> 実施タスク
[1] レッズの2006年シーズンを分析した文章によれば、その年の優勝でもっとも重要なキーポイントとなったものは何ですか。
[2] レッズの2006年シーズンを分析した文章を、最後の文の後から書き継いでください。

> テキスト部分

------------------------------

決して、受け身に下がって守備ブロックを固めたわけじゃない・・。私は、ギドのニュアンスにアグリーでした。2004年シーズンでの、中盤をコンパクトに保ちながら、ガツガツと前から積極的にボールを奪いにいくという攻撃的なディフェンス姿勢が、2006年シーズンでは「バランス良く落ち着いてきた」ということです。
とはいっても、バランス良く落ち着いてきた背景には、別な要素もある。前線のワシントンとポンテ。ここからは、ギドの発言を受けた私の分析です。
この二人は、たしかに守備をするようにはなってきました。それでも、彼らのディフェンスにおけるスピードや勢いに代表されるダイナミズム(実効レベル)は、2004年当時のエメルソンや田中達也、はたまた山瀬功治(そのタイプの選手たち)の比ではない。やはり、ワシントンやポンテ(はたまた小野伸二!?)といった才能プレイヤーには、守備で多くを期待できないという「ポイント」が、分析では大変重要になってくると思っていた湯浅なのですよ。
要は、ワシントンやポンテの「守備プレーのコンテンツ」をしっかりとイメージして守備ブロックをマネージしなければならない・・ということです。だからこそ、山田暢久、長谷部誠、鈴木啓太で構成する「ダイナミック・トライアングル」の、攻守にわたる機能性こそが、2006年シーズン優勝のもっとも重要なキーポイントになった。ギドは、そのことを「バランス感覚」という表現に託したのでしょう。
特にワシントンという絶対的なゴールゲッターの加入が、レッズサッカーの「ニュアンスの変化」に与えた影響は大きかった。前述したディフェンスでも、また攻撃でも。
マグノ・アウベス、播戸、二川、遠藤、明神、そして加地と家長といった(特長ある)個の才能たちが演出する、人とボールが流れるように動きつづけるダイナミックで美しいガンバの組織サッカー。組織と個が高質なバランスを魅せつづける。組織プレーがうまく機能するからこそ、個人勝負の効果レベルも最大限に高まるというわけです。
そんな、サッカーの美しさを志向するイメージリーダー(ライバル)がいたことも、レッズのサッカーが「地味で堅実」に映った背景にはあったよね。そこでワシントン。
前述したように、選手の特性によってサッカー内容のニュアンスは変化します。ガンバの場合は、播戸にしてもマグノにしても、トップ選手たちは、ボールがないところで動き回ることでウラのスペースを活用しようとする。それに対してワシントンは、動かずに足許パスを要求するなど、まさに「最前線のフタ」のようなプレータイプ。

------------------------------

> データセット抜粋
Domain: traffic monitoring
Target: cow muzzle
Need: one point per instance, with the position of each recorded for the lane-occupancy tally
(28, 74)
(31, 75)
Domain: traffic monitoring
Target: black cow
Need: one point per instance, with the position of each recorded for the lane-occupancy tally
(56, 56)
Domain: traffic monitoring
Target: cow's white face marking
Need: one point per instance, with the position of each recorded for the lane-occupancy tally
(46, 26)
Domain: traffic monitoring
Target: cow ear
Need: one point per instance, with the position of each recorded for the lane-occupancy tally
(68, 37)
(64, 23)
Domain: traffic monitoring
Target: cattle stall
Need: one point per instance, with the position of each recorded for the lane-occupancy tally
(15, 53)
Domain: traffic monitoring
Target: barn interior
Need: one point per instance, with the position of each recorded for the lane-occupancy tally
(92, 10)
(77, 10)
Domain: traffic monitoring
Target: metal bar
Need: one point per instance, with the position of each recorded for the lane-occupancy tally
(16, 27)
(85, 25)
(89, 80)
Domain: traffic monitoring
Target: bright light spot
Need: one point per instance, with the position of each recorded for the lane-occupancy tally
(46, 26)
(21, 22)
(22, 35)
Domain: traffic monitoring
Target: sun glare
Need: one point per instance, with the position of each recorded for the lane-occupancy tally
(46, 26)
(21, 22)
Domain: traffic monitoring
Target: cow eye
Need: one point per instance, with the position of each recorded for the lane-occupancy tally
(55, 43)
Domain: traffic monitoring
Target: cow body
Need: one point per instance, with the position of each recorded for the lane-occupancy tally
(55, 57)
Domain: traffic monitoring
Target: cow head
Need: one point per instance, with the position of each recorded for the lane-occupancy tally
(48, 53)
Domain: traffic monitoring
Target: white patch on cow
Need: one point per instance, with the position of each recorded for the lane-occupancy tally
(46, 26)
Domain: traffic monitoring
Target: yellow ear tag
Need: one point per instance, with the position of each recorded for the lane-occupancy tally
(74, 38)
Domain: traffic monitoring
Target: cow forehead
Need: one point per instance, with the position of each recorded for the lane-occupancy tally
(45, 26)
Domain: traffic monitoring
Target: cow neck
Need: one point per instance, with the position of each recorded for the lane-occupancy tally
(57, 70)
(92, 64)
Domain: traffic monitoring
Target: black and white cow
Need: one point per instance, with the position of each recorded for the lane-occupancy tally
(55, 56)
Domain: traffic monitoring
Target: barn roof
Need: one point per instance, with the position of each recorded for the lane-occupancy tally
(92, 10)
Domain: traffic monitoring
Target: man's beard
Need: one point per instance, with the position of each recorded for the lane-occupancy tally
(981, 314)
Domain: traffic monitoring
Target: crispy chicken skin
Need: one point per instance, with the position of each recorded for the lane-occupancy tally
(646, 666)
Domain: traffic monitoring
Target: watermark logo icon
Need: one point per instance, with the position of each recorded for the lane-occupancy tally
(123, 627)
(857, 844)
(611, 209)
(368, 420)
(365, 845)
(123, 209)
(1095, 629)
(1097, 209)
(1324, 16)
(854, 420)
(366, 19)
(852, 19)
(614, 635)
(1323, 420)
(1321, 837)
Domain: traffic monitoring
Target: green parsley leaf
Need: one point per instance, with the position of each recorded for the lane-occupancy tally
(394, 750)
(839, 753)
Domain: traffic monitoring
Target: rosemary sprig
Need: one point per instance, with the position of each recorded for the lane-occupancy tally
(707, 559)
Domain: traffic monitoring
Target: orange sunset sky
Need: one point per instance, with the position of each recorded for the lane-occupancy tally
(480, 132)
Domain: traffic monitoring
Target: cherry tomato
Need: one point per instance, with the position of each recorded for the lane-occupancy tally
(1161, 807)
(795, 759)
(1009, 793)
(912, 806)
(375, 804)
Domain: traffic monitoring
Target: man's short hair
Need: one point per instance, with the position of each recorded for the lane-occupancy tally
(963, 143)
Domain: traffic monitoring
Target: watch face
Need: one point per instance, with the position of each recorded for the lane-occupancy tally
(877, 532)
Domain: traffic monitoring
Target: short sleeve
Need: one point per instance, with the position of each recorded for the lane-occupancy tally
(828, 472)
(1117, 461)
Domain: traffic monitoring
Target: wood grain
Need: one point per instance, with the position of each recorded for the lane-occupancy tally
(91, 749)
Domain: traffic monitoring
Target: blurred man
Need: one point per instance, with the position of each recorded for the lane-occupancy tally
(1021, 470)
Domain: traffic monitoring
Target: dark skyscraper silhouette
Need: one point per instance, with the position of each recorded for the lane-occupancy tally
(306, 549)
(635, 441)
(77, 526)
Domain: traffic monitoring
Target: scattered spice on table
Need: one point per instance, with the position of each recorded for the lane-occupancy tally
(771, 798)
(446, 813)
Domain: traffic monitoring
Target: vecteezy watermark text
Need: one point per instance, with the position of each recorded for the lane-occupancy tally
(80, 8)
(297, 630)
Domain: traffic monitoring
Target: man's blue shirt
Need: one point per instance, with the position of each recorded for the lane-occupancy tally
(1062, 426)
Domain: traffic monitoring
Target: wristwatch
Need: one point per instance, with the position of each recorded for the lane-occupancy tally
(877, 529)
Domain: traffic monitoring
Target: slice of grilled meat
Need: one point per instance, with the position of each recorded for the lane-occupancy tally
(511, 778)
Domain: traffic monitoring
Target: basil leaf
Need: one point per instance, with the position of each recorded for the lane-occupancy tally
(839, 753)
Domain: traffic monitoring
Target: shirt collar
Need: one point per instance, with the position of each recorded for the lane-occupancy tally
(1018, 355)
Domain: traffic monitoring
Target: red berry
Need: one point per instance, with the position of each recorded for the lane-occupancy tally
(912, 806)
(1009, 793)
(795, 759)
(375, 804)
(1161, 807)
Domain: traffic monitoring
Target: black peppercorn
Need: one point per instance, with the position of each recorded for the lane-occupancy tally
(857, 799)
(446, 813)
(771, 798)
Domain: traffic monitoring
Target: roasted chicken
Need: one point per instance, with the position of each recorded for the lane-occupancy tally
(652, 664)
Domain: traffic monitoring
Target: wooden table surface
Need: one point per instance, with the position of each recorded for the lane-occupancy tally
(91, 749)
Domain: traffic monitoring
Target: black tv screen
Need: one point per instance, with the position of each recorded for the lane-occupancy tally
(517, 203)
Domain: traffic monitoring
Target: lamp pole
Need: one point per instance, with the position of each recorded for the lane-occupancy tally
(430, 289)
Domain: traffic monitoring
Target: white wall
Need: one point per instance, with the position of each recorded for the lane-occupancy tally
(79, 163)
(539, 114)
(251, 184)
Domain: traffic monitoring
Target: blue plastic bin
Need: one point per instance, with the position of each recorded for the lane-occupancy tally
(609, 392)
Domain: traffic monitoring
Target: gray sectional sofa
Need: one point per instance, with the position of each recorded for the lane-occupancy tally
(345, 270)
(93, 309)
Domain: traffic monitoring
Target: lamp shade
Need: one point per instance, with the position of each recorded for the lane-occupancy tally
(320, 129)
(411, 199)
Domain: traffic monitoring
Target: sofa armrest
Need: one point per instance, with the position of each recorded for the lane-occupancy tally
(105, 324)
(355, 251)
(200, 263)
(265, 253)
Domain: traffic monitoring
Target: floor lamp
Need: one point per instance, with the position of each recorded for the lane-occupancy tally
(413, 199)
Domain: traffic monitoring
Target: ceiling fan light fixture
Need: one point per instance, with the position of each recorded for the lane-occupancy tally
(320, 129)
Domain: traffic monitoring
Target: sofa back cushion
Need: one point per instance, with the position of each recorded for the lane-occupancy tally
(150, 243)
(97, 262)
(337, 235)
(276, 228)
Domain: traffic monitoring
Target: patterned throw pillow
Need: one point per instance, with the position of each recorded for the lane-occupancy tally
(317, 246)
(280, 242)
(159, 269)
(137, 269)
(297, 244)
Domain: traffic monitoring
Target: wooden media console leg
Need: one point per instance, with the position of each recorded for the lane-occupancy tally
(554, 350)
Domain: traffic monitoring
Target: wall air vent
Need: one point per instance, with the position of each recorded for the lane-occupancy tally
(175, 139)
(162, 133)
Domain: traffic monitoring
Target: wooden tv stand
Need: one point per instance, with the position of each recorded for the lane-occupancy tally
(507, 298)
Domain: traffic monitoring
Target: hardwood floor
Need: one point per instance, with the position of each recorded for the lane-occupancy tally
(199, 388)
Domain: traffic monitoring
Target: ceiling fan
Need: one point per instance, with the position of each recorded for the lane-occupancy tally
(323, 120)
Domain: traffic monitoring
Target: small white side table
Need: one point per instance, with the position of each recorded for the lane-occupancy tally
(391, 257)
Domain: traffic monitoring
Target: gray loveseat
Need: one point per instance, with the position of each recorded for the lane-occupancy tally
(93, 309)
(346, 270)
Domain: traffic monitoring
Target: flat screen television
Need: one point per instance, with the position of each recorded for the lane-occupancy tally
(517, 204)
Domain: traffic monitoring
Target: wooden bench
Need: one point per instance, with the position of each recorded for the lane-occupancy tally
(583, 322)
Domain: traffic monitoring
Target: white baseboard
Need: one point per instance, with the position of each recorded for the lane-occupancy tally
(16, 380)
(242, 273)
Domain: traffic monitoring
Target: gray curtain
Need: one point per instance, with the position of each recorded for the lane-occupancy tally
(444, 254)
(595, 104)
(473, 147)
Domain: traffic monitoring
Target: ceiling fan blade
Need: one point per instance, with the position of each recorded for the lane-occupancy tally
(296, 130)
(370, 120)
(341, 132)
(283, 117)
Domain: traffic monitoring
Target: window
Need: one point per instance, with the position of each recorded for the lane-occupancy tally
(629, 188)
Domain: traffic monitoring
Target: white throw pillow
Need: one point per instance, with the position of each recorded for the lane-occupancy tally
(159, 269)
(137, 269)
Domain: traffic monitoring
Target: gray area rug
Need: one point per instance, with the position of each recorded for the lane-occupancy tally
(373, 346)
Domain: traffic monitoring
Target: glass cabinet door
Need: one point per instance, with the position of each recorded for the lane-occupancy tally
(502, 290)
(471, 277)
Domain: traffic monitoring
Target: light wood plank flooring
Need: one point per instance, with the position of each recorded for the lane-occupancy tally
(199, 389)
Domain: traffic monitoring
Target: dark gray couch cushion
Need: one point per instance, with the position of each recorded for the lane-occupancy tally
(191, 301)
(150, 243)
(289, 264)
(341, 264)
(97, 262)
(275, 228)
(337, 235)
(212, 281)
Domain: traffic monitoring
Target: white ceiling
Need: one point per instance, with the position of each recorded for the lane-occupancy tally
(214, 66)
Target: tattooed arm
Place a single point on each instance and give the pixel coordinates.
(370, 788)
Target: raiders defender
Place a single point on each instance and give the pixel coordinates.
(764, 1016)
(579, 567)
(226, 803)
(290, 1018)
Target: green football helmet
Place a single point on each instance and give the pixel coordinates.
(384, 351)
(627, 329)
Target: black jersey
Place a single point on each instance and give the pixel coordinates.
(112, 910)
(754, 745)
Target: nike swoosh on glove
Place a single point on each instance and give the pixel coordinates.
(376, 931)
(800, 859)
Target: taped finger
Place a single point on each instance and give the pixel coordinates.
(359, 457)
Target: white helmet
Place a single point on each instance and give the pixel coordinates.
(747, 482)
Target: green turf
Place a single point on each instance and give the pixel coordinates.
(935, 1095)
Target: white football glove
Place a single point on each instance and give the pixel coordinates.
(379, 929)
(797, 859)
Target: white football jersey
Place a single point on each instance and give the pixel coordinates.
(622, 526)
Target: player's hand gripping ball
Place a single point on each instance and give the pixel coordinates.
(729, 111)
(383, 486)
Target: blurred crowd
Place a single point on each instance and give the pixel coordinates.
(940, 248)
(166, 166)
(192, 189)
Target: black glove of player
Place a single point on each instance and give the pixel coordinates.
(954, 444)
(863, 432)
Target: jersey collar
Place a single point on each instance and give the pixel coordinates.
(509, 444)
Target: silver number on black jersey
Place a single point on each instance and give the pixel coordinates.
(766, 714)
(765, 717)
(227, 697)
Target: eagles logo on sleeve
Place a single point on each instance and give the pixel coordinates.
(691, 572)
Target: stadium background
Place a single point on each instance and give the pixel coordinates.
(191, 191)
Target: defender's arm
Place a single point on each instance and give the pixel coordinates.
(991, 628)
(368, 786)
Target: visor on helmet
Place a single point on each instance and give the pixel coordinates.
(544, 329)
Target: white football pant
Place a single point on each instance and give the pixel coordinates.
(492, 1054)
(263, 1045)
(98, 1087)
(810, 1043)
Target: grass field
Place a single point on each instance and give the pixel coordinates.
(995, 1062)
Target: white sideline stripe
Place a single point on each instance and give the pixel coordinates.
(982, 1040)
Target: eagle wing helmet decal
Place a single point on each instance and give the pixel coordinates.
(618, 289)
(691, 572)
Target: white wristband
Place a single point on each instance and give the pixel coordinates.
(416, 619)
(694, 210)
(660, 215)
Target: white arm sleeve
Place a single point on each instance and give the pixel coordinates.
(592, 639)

------------------------------

> タスク別結果
[1] 山田暢久、長谷部誠、鈴木啓太で構成する「ダイナミック・トライアングル」の、攻守にわたる機能性です。

[2]
ワシントンがいるから、以前のように、人とボールが素早く広く動きつづけるコンピネーションを基盤にスペースを活用するという組織的な仕掛けプレーを繰り出していき難いという反面、彼のスーパーなポストプレーが上手く機能したときには、その周りに出来てくるスペースを(後方から押し上げて入り込むことで)味方が使うことができるし、彼のヘディングという大いなる武器に対する最終勝負のターゲットイメージもチームに浸透させることが出来るとういう利点もある。
とにかく、ワシントンが素晴らしいゴールゲッターであることは確かな事実だけれど、彼の(プレースタイル)ために、組織的な仕掛けが以前ほどうまく機能しないという側面も否定できない。諸刃の剣・・!? まあ、だからこそ「バランス」ということか。
このワシントンというテーマについて、ギドはそんなに深く乗ってくることはありませんでした。だから前述した内容の多くは私の分析。ワシントンという絶対的ストライカーの活用については、後任のホルガー・オジェックに委ねられることになりました。ホルガーのチーム作りでは、もっとも興味を惹かれるポイントではあります。
それ以外にも、ギドとは、日本人というテーマも話し合いました。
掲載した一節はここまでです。